* [Exercise instructions]
Find the line in the entries below that contains "pixel 441 662". Repeat it exactly, and every line after it through the line that contains "Reviewer note: every instance of the person's knee".
[Start of section]
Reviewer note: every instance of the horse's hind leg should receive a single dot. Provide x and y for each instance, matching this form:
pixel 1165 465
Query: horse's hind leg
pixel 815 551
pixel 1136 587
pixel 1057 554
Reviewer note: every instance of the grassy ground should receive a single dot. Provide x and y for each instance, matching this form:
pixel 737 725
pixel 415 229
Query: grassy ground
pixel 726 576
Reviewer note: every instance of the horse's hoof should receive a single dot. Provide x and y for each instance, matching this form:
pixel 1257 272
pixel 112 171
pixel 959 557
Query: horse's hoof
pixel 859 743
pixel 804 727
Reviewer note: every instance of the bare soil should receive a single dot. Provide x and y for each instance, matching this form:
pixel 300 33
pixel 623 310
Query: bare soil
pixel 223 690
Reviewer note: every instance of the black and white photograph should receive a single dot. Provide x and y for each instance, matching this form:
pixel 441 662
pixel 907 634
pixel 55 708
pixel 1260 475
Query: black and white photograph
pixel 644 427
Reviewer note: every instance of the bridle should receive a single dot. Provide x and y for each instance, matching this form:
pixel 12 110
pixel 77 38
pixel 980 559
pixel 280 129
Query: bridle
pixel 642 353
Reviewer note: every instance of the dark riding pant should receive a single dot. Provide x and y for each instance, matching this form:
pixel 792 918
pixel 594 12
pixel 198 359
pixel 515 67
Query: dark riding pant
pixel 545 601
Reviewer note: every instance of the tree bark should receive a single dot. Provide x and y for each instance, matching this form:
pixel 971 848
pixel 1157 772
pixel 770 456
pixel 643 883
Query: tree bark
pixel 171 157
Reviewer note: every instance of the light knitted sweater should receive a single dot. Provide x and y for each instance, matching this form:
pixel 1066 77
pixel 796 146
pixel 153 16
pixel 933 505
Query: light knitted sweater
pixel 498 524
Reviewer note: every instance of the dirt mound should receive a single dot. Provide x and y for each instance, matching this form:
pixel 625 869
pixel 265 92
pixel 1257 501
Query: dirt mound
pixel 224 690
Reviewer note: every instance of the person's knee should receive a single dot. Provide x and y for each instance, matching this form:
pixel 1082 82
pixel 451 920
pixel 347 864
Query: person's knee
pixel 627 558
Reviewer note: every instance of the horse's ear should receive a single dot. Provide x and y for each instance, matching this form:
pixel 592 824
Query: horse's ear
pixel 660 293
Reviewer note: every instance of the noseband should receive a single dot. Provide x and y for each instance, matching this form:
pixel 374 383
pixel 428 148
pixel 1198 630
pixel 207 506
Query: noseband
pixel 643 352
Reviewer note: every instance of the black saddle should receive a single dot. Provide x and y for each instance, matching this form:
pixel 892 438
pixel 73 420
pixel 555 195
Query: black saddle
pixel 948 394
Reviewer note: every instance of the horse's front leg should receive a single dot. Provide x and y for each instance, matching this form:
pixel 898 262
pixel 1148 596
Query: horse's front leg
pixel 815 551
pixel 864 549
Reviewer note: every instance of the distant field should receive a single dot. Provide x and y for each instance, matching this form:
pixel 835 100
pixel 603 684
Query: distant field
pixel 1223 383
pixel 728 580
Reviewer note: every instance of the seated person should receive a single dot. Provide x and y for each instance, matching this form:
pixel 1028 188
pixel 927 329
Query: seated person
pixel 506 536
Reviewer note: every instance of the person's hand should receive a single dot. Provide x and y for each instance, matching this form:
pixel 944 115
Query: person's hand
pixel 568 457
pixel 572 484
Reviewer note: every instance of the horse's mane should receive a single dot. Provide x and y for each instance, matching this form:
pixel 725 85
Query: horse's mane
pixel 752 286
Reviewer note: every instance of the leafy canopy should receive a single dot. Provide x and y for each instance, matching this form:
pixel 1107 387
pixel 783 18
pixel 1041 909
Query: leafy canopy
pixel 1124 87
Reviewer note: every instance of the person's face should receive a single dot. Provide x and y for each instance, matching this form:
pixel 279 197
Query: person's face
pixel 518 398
[End of section]
* [Exercise response]
pixel 441 662
pixel 907 634
pixel 55 708
pixel 1260 475
Query: black and white photograph
pixel 644 427
Reviewer note: every instance of the bridle should receive a single dot. Provide x and y for each instance, matching this form:
pixel 12 110
pixel 77 38
pixel 980 559
pixel 280 129
Query: bridle
pixel 642 353
Reviewer note: every instance of the dark riding pant should receive a single dot. Provide x and y for each instance, matching this form:
pixel 792 918
pixel 594 12
pixel 198 359
pixel 515 67
Query: dark riding pant
pixel 545 601
Reviewer note: every instance of the tree bark should receive a single dot. Provide x and y for each instance, matching this form:
pixel 971 848
pixel 1157 772
pixel 770 456
pixel 643 883
Query: tree bark
pixel 171 157
Reviewer note: every instance of the light knitted sweater should receive a single dot. Provide x and y for each instance, matching this form:
pixel 1066 77
pixel 796 146
pixel 153 16
pixel 933 505
Query: light knitted sweater
pixel 498 524
Reviewer note: every instance of the dirt mound should receive a single dot. Provide x and y for each instance, matching this form:
pixel 625 869
pixel 265 92
pixel 1257 501
Query: dirt mound
pixel 224 690
Reviewer note: every instance of the person's knee should receive a single dot. Provide x and y for each instance, matching this form:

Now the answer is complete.